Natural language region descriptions
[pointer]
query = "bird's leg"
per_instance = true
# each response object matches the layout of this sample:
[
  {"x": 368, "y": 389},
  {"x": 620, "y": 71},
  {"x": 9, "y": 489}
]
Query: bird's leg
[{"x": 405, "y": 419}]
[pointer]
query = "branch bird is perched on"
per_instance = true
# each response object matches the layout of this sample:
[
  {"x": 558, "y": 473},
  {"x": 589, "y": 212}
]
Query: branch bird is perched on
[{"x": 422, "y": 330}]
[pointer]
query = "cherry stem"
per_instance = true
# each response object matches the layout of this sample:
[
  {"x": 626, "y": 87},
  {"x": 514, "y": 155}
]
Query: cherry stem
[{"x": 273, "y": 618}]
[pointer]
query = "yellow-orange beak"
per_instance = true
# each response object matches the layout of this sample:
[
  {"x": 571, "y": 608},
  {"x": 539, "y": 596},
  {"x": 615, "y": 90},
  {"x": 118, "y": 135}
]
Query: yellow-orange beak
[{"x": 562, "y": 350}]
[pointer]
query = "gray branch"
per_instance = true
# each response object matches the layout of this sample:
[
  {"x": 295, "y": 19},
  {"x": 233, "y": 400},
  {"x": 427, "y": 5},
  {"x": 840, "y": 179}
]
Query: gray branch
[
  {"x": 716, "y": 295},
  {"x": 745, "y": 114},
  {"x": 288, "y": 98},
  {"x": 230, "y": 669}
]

** Work to be completed **
Take the entries above and repeat them verbatim.

** Response to the task **
[pointer]
query = "bird's leg"
per_instance = true
# each response object matches the layout of this sample:
[
  {"x": 368, "y": 389},
  {"x": 620, "y": 71},
  {"x": 9, "y": 489}
]
Query: bird's leg
[{"x": 405, "y": 419}]
[pointer]
query = "branch bird is perched on"
per_instance = true
# each response object matches the layout of this sample:
[
  {"x": 558, "y": 473},
  {"x": 589, "y": 212}
]
Query: branch bird is perched on
[{"x": 422, "y": 330}]
[pointer]
query = "cherry stem"
per_instance = true
# each response object matches the layout of this sample:
[
  {"x": 626, "y": 87},
  {"x": 514, "y": 155}
]
Query: cherry stem
[{"x": 273, "y": 618}]
[pointer]
query = "yellow-orange beak"
per_instance = true
# each response object matches the layout of this sample:
[
  {"x": 571, "y": 608},
  {"x": 539, "y": 596},
  {"x": 615, "y": 90},
  {"x": 118, "y": 135}
]
Query: yellow-orange beak
[{"x": 562, "y": 350}]
[pointer]
query = "gray branch"
per_instance = true
# each response object matches the layout of this sample:
[
  {"x": 295, "y": 19},
  {"x": 233, "y": 400},
  {"x": 427, "y": 5},
  {"x": 840, "y": 179}
]
Query: gray branch
[
  {"x": 716, "y": 295},
  {"x": 745, "y": 114},
  {"x": 288, "y": 98},
  {"x": 230, "y": 669}
]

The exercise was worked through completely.